What you are asked to do:
Render the lines as a two-column CSV with the header instruction,points, starting at the first line and ending at the line containing "[(328, 103)]". Give one row for each line of text paired with the answer line after it, with each value in a single quoted field and any line breaks turned into spaces.

Data records:
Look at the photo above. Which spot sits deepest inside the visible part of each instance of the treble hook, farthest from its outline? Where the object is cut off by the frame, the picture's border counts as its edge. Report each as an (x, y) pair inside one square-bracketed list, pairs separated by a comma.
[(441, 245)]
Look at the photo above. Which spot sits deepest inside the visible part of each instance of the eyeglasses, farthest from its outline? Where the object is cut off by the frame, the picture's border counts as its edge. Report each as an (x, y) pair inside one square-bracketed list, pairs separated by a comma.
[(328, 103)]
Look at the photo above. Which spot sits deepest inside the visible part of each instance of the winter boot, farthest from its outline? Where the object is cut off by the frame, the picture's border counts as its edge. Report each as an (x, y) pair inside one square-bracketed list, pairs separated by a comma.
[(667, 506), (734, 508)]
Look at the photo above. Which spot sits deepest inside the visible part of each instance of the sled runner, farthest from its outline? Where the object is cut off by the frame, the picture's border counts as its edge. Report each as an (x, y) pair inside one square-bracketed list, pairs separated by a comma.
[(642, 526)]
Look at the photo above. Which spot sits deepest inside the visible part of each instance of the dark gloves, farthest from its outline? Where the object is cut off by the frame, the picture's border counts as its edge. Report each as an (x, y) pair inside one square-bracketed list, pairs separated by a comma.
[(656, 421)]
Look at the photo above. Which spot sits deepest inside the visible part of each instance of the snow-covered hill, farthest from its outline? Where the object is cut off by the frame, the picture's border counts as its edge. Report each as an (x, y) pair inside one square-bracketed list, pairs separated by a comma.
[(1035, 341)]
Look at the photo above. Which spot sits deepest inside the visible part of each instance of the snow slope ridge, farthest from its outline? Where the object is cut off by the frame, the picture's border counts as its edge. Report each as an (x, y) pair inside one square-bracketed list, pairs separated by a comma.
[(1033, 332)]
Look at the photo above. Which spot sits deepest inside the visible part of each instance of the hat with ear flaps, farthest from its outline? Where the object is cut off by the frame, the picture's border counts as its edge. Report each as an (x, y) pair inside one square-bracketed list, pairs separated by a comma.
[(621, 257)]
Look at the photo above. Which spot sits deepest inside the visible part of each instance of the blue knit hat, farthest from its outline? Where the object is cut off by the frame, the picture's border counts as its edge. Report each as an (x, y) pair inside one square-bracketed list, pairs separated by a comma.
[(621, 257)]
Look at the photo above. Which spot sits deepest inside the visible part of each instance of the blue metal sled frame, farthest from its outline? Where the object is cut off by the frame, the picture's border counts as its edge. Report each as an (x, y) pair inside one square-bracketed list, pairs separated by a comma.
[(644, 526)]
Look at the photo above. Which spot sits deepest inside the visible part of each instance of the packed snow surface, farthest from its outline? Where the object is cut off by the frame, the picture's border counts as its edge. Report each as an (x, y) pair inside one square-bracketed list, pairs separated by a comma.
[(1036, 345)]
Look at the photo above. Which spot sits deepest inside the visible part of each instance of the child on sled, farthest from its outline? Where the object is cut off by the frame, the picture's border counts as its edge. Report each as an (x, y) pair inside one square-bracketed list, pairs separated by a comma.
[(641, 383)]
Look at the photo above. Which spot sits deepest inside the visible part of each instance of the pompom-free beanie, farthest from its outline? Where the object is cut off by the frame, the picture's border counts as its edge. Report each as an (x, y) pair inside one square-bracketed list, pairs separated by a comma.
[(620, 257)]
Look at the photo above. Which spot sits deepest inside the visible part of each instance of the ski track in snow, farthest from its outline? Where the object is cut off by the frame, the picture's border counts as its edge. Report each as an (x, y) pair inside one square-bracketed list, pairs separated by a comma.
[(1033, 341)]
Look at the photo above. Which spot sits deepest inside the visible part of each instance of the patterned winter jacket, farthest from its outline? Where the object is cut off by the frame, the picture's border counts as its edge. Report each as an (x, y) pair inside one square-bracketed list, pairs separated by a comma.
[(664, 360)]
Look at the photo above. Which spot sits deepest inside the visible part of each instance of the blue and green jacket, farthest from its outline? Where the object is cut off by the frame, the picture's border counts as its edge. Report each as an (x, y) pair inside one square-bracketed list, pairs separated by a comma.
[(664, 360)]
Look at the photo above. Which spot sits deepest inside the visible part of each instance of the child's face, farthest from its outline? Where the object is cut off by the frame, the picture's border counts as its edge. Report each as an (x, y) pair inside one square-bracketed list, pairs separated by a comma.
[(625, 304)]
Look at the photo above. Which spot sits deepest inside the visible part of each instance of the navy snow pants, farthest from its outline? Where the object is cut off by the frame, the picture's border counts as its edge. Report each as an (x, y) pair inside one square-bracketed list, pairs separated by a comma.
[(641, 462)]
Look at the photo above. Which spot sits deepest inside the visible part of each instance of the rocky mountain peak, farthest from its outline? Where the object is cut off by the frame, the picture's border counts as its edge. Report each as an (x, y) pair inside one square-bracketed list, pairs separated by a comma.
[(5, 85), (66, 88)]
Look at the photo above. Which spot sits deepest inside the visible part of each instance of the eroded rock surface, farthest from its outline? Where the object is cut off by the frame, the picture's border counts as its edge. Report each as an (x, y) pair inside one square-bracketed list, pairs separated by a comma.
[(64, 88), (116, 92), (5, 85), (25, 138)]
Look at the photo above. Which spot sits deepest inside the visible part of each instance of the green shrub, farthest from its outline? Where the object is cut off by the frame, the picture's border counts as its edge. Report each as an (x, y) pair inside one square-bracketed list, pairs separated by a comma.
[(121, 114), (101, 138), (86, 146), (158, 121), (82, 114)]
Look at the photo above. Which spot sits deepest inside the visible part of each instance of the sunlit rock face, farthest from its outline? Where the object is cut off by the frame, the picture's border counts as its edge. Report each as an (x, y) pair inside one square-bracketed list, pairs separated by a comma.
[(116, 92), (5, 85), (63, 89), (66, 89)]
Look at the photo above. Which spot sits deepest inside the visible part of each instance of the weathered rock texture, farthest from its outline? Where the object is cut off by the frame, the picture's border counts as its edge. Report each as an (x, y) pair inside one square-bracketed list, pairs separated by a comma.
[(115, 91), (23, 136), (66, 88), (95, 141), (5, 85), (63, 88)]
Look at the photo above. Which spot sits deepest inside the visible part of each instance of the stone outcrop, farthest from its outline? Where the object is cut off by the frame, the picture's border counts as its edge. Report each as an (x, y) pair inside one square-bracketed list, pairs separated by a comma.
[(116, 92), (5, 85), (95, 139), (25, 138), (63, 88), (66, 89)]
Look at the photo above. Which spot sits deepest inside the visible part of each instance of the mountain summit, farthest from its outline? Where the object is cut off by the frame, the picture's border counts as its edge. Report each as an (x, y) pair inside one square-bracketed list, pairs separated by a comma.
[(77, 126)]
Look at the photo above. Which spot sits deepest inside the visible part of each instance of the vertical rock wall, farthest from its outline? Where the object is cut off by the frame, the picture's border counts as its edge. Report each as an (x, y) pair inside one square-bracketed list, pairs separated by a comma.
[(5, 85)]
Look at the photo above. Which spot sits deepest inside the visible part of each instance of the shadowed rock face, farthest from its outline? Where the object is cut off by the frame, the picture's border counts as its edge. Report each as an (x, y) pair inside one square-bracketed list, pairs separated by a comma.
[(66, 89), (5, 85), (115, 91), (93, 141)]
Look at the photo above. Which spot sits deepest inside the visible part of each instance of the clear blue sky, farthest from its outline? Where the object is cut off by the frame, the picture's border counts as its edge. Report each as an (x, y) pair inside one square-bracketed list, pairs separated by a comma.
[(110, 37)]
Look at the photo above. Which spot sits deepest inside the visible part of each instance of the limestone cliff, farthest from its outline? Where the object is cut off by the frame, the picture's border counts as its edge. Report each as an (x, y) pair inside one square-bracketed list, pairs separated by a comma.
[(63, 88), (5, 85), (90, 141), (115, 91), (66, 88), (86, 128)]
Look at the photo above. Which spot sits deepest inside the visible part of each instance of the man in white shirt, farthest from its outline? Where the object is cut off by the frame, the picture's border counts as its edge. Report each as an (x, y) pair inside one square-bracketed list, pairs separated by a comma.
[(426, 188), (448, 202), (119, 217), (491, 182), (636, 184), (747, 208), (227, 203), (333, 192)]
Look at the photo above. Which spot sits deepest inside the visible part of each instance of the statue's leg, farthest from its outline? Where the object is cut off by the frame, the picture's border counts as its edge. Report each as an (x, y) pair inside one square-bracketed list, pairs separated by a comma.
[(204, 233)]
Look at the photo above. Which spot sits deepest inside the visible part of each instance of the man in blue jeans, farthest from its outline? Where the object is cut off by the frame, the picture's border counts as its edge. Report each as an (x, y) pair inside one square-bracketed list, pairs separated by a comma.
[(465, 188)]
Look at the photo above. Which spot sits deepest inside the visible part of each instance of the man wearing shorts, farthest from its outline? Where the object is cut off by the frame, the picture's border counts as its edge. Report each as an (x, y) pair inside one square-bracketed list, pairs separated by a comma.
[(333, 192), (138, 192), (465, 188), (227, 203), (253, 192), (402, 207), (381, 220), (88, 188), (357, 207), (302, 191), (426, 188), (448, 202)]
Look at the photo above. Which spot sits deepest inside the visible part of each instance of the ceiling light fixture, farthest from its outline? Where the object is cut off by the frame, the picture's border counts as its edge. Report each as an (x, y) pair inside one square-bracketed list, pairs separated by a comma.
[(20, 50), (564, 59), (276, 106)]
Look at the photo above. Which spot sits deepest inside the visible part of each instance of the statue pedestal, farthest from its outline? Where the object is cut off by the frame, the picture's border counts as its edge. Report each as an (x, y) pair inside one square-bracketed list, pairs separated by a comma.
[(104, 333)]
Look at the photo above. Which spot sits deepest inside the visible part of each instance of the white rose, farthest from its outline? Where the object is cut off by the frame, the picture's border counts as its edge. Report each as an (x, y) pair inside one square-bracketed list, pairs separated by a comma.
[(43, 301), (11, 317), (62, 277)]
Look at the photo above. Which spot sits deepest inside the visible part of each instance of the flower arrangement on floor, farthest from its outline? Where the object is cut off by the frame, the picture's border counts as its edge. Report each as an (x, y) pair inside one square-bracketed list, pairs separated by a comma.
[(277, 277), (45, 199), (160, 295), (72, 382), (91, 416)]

Task response:
instruction,points
"Look at the photo above. Which spot sits deepest inside the visible part of each instance of the treble hook, farthest from its outline? Where the object is cut off by the frame, the picture's border counts as its edge. Report each as an (x, y) pair inside one square-bracketed list, pairs separated by a comma.","[(441, 245)]"
"Look at the photo above. Which spot sits deepest inside the visible part of each instance of the eyeglasses, farthest from its outline? Where the object is cut off by the frame, the picture's border counts as its edge. Report each as an (x, y) pair inside one square-bracketed list, pairs separated by a comma.","[(328, 103)]"